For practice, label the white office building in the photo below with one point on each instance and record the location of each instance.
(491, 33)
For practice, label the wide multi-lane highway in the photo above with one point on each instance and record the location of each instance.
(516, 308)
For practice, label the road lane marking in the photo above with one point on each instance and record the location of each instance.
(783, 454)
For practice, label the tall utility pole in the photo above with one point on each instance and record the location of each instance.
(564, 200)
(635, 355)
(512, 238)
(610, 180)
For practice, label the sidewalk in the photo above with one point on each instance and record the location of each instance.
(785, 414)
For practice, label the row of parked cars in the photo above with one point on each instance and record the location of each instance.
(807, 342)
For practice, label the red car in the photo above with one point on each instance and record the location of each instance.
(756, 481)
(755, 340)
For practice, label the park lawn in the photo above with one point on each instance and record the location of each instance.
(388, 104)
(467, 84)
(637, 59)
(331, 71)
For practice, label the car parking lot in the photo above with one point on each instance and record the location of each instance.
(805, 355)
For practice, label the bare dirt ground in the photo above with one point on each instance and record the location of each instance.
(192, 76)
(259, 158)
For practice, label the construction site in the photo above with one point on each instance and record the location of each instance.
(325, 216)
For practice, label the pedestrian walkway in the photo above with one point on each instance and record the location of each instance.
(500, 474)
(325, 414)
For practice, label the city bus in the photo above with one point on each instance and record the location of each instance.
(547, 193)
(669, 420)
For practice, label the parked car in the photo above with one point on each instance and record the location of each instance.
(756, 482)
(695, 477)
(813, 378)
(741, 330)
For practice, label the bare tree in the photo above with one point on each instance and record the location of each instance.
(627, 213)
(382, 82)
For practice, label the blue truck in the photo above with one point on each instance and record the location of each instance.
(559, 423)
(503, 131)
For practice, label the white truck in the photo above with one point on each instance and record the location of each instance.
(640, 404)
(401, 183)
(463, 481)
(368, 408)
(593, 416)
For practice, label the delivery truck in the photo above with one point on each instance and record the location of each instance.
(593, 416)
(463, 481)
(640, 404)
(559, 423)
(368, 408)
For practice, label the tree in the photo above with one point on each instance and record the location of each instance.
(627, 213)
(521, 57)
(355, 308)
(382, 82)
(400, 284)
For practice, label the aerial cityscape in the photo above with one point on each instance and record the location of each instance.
========================
→ STATED TASK: Extract every record and return it verbatim.

→ TASK SOLUTION:
For practice, label the white office building in the photo below with one point on each instance and record the location of each instance.
(491, 33)
For practice, label the wide multi-lane highway in the photo above with one point on each instance and record the location of each instance.
(516, 308)
For practice, label the road lane marking in the photo above with one point on each instance and record the location of each instance.
(783, 454)
For practice, label the tall utility pole in the photo above with one point on each instance and record the location of each instance.
(564, 200)
(635, 355)
(512, 238)
(610, 180)
For practice, label the sidewalk in the photo above with one point on each instance and record the location of each instance.
(785, 414)
For practice, label the row of parked cars in the photo above with one point on each instance and record the location of each instance.
(807, 342)
For practice, label the red car in the photo above with one point on each instance and record the location of each instance.
(756, 481)
(755, 340)
For practice, label the park lawn in the photo above with one point on each instance and record the location of each instance.
(388, 104)
(467, 84)
(637, 59)
(331, 71)
For practice, label the car parking lot in the photo above with one point on each instance and record the location of each instance.
(805, 355)
For practice, label the bare dirt ground in the photo above with one point on each instance and record the location of each instance.
(192, 76)
(259, 158)
For practice, label the construction site in the photo above with one point on each instance and record the location of each instance.
(325, 216)
For practice, label the pedestrian walkway in the photo above with one point on each instance and record the location of each instance.
(500, 474)
(325, 414)
For practice, label the city bus in the photo above with one point on each instance and record the location of each instance.
(547, 193)
(669, 420)
For practice, label the parked car in the photo above with one point on each instance and record the location of each instance.
(756, 482)
(695, 477)
(813, 378)
(741, 330)
For practice, label the bare tree in the photo above with one point on each instance and record the location of each instance.
(627, 213)
(382, 82)
For practice, label the blue truck in the photo above with one point on each instance and record the location of each instance.
(559, 423)
(503, 131)
For practice, label the white truck in the photo above with one point on each instance and record the location of each instance.
(640, 404)
(401, 183)
(463, 481)
(368, 408)
(593, 416)
For practice, label the delivery truck in the photo above with one point on each instance and record the location of each instance.
(593, 416)
(463, 481)
(640, 404)
(559, 423)
(368, 408)
For practice, label the tree in the photo above with one point on each instance and record the location of each instance.
(627, 213)
(521, 57)
(355, 308)
(382, 82)
(400, 284)
For practice, label the aerial cityscape in the photo above with one point on each instance and record the location of each instance.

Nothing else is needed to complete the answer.